Kutipan Teks »
━━━━━━━━
Agricultural development is the largest driver of deforestation in Indonesia. Photo by Achmad Rabin Taim/Wikimedia Commons.

Indonesia memiliki dua target besar untuk tahun 2020 yang mungkin terlihat bertentangan: Mengurangi emisi Gas Rumah Kaca (GRK) sebanyak setidaknya 26 persen, dan mendorong produksi beberapa komoditas pertanian utama, termasuk melipatgandakan produksi kelapa sawit. Karena pertanian merupakan satu-satunya faktor pendorong terbesar deforestasi secara global dan di Indonesia, banyak yang bertanya: Bagaimana Indonesia melakukannya?

Sebuah studi baru dari Duke University dan WRI menjawab pertanyaan tersebut. Studi tersebut menemukan bahwa di wilayah penghasil kelapa sawit terbesar di Indonesia, perlindungan terhadap hutan yang sangat bernilai dan mengurangi emisi sebanyak 35 persen dengan hanya sedikit mengurangi keuntungan merupakan hal yang bisa dicapai.

Memilih Masa Depan: 5 Kebijakan untuk Kelapa Sawit Kalimantan

Indonesia merupakan penghasil kelapa sawit terbesar di dunia, dimana pulau Kalimantan menampung sekitar sepertiga perkebunan kelapa sawit. Produksi kelapa sawit di Kalimantan diperkirakan telah berkontribusi terhadap 3 – 12 persen emisi GRK nasional pada tahun 2000 – 2010, sehingga intervensi-intervensi yang dilakukan di wilayah tersebut bisa berkontribusi secara signifikan terhadap target nasional penurunan Gas Rumah Kaca (GRK).

Data

Studi tersebut membandingkan dampak-dampak emisi pada lima opsi kebijakan perluasan perkebunan kelapa sawit di Kalimantan pada tahun 2010 – 2020 terhadap data baseline business-as-usual. Studi tersebut juga memperkirakan efektivitas biaya untuk masing-masing opsi dengan mengukur dampak-dampak yang muncul terkait dengan keuntungan (lihat Tabel). Temuan dari studi tersebut menunjukkan bahwa Kalimantan bisa mencapai pengurangan GRK yang signifikan dengan pengurangan laba yang hanya sedikit sampai dengan sedang, sehingga hal ini mendukung pembuktian yang terus berkembang bahwa kepentingan bisnis dan lingkungan bisa sejajar.

Data

Hitungan perkiraan menunjukkan bahwa melindungi seluruh lahan gambut yang kaya karbon, beserta hutan primer dan sekunder dari ekspansi pertanian – skenario kebijakan “perlindungan mutlak terhadap gambut dan hutan primer/sekunder” – bisa menjadi langkah yang paling hemat biaya yang bisa dilakukan oleh pemerintah dan industri. Langkah ini bisa mengurangi emisi GRK sebanyak 35 persen, dan hanya akan mengurangi laba sebanyak 4 persen. Hal ini juga akan mempertahankan lahan seluas 18,1 juta hektar (44,7 juta akre) tersedia bagi ekspansi kelapa sawit – cukup untuk mengakomodasi 9 juta hektar (22 juta akre) sesuai dengan perizinan yang ada dan menyediakan ruang untuk ekspansi lebih luas.
━━━━━━━━
Latihan Singkat 1 » Hitung berapa baris data di bawah ini yang memuat string "shoulder". Perhatikan perbedaan huruf besar dan kecil, dan jawab hanya dengan angkanya.
Teks ini tidak ada hubungannya dengan baris-baris data.
━━━━━━━━
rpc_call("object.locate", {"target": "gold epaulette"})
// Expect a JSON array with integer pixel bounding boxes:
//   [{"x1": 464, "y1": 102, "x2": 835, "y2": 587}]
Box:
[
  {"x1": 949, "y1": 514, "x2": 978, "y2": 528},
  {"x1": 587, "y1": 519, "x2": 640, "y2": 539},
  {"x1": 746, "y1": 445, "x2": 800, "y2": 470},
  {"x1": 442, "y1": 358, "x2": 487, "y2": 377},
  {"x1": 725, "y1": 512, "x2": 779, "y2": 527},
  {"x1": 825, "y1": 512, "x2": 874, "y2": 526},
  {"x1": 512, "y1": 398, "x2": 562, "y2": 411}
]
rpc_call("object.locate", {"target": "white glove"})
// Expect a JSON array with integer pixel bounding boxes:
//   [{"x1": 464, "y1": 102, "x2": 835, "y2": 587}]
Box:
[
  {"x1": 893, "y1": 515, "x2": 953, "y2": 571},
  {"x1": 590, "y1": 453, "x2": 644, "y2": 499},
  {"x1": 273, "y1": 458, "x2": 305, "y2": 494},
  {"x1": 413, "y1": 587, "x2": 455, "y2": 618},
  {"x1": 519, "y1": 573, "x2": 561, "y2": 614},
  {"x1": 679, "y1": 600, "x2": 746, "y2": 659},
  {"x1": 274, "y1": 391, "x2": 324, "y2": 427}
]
━━━━━━━━
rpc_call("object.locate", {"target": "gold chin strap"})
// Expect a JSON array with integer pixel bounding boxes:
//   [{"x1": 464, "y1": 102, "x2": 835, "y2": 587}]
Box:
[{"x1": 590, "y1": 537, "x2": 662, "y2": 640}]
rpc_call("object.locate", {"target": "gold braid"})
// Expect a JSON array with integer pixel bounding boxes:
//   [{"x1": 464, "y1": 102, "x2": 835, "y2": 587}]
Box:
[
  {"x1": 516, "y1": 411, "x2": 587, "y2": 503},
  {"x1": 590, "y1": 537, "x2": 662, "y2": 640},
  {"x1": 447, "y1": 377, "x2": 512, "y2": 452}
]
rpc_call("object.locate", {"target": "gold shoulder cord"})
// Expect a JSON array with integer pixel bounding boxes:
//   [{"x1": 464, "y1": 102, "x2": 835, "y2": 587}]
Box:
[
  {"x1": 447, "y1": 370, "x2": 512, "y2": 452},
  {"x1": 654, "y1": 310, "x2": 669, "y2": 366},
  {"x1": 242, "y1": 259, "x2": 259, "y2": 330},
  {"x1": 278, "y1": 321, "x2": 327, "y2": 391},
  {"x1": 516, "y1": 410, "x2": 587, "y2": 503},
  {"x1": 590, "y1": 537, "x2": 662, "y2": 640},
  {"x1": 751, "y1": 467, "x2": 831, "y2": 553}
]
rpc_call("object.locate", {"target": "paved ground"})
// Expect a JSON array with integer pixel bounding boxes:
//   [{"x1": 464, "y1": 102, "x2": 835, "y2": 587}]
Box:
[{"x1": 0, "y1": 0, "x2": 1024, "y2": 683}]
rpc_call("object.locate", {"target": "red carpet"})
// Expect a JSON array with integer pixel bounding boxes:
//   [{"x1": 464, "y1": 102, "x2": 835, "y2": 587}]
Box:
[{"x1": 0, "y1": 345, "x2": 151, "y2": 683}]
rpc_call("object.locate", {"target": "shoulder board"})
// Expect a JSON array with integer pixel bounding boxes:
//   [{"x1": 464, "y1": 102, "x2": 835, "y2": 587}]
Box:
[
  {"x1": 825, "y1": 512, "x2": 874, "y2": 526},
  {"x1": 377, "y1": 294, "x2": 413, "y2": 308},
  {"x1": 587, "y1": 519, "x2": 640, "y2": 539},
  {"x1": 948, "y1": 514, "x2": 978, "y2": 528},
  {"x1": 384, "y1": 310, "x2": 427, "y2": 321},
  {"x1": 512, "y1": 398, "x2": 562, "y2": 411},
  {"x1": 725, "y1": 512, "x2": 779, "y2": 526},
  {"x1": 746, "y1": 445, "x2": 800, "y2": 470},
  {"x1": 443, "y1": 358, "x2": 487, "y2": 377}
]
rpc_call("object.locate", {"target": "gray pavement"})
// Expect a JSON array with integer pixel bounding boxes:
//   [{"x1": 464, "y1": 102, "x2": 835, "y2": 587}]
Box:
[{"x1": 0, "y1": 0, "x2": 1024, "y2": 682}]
━━━━━━━━
Latihan Singkat 2 » Sebutkan setiap angka persentase yang muncul dalam teks tentang kelapa sawit di Kalimantan. Cukup tulis satu kali untuk angka yang muncul lebih dari sekali.

Jawaban Lengkap 1 » 2

Jawaban Lengkap 2 » 26 persen, 35 persen, 3 – 12 persen, 4 persen